* START Text shown *

Meet Cameron Coral, Sci-fi and Fantasy author
Recently I was interviewed on a sci-fi podcast. Here’s a glimpse into my life for those of you who don’t know me well yet.
Q: On a scale of 1-10, how weird are you?
Maybe a 6 or 7?? In terms of outward appearances and behavior, I’m pretty average:-) But on the inside…
Ever since I was a kid, I’ve loved the dark side of things: vampires, zombies, aliens.
I collect wigs and do cosplay at sci-fi conventions. I have a pet sock monkey that I often talk to–that’s probably the weirdest thing about me.
Q: If you could send a message to yourself 10 years ago, what would you tell the younger you?
Start writing! I spent a long time thinking it was too difficult to write and too challenging to get published. I was a workaholic 10 years ago and also quite unhealthy. I would tell myself to work less, create more.
Q: Describe the process behind how you come up with stories.
I come up with a character first. I like to let that character start to develop a personality. Then I think of an unusual situation to put them in.
Q: Where do you get your best ideas?
I get a lot of ideas from movies and TV. I find that a lot of ideas stem from stuff I watched ages ago as a kid. Or, I’ll start with an idea that’s a mish-mash and play with it to see what happens. For example, what happens when the Terminator meets Thelma & Louise?
My original idea for Ida Sarek and my Rogue Spark series was Bladerunner meets La Femme Nikita.
Sometimes I use writing prompts. I think that’s an excellent way for new authors to start playing with ideas.
Q: What books have inspired you?

* END Text shown *
* START Data extract *

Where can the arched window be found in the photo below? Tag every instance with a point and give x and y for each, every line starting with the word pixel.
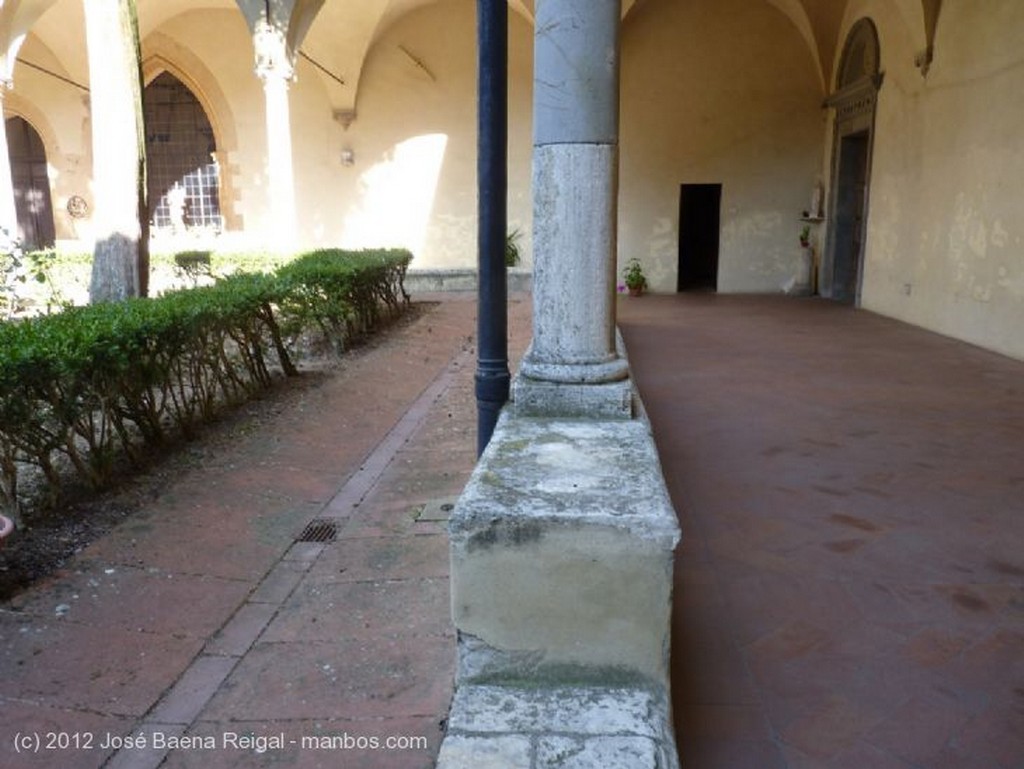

* END Data extract *

Short exercise A |
In the author interview, what did the author describe as the original idea for Ida Sarek and the Rogue Spark series?
Short exercise B |
From the author interview, copy everything from "Q: Where do" down to "Thelma & Louise?".

Complete answer A |
Bladerunner meets La Femme Nikita.

Complete answer B |
Q: Where do you get your best ideas?
I get a lot of ideas from movies and TV. I find that a lot of ideas stem from stuff I watched ages ago as a kid. Or, I’ll start with an idea that’s a mish-mash and play with it to see what happens. For example, what happens when the Terminator meets Thelma & Louise?